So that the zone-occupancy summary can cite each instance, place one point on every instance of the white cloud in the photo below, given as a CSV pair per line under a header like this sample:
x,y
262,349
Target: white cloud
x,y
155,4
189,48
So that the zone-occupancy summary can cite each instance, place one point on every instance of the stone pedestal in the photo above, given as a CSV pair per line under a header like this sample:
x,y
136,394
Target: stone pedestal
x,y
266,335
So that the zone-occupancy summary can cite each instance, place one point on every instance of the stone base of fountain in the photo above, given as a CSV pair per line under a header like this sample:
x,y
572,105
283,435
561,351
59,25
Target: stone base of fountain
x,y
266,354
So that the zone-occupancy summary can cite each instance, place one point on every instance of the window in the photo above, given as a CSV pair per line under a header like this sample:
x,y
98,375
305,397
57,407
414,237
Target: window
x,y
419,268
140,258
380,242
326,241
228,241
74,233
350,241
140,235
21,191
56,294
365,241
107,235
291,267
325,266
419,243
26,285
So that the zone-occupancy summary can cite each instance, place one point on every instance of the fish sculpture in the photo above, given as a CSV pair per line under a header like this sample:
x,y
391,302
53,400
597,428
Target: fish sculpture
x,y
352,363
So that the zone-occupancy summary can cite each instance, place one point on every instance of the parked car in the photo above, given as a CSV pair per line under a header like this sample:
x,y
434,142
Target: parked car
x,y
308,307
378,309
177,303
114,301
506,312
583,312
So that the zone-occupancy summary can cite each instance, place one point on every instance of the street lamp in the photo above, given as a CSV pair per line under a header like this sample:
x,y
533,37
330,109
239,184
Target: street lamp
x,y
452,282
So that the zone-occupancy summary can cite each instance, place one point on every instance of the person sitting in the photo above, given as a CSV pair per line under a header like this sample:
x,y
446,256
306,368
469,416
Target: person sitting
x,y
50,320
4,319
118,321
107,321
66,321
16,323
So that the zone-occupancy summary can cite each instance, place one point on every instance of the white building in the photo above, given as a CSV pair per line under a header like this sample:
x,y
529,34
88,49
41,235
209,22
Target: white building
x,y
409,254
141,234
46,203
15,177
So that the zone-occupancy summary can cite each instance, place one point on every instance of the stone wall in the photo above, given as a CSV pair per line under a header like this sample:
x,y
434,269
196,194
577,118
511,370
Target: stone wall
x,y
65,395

++++++

GIVEN TASK: Write out all records exactly, keeping every detail.

WRITTEN RESPONSE:
So that the zone-occupancy summary can cite each instance, place one point on every instance of the white cloud in the photo below, given as a CSV pair per line under a header like this sample:
x,y
262,349
Target: white cloud
x,y
155,4
189,48
So that the zone-occupancy summary can cite each instance, place one point on every instance of the stone pedestal in the photo above, given as a CSV pair per line under a header like this sample:
x,y
136,394
Target: stone pedestal
x,y
266,335
So that the zone-occupancy summary can cite each instance, place one point on every instance of the stone base of fountain in the photo above, given as a CSV pair per line under a header like this sample:
x,y
572,105
283,435
561,351
59,25
Target: stone base of fountain
x,y
266,354
So that the zone-occupancy summary can cite each instance, place one point on every instance of the window in the photo above, given as a CSV pair per line under a header like this sample:
x,y
98,375
305,397
57,407
414,237
Target: window
x,y
419,268
140,258
380,242
326,241
228,241
74,233
350,241
140,235
21,191
56,294
365,241
107,235
291,267
325,266
419,243
26,285
So that the zone-occupancy summary can cite each instance, place one point on every instance of the fish sculpture in the photo above, given as a CSV pair per line under a header like this sample:
x,y
391,302
53,400
597,428
Target: fish sculpture
x,y
352,363
So that the zone-occupancy summary can cite each instance, place one point on every instance of the parked car in the photo above, given as a CSV pair per line under a header like this sample:
x,y
434,142
Target: parked car
x,y
308,307
378,309
177,303
114,301
506,312
583,312
So that the zone-occupancy summary can cite each instance, place one point on every instance of the street lamp in the photo above, given as a CSV pair per line under a header like this sample:
x,y
533,37
330,109
239,184
Target: street lamp
x,y
452,282
So that the zone-occupancy summary can cite each instance, place one point on every instance of the person sitting in the photo above, given as a CSV pair per line under a header like this sample:
x,y
446,256
306,368
469,416
Target: person sitting
x,y
50,320
4,319
118,321
107,321
66,321
16,323
So that the zone-occupancy summary can cite each instance, place one point on every instance of the white building in the photo above, given as a CSV pair per line under a header like this sample:
x,y
529,34
88,49
41,235
209,22
Target: white building
x,y
409,254
141,234
46,203
15,177
So that the zone-occupancy summary can cite each instance, place one point on every instance of the stone wall in the photo above, given as a CSV pair per line under a header like this sample:
x,y
434,269
196,194
577,118
511,370
Target: stone wall
x,y
65,395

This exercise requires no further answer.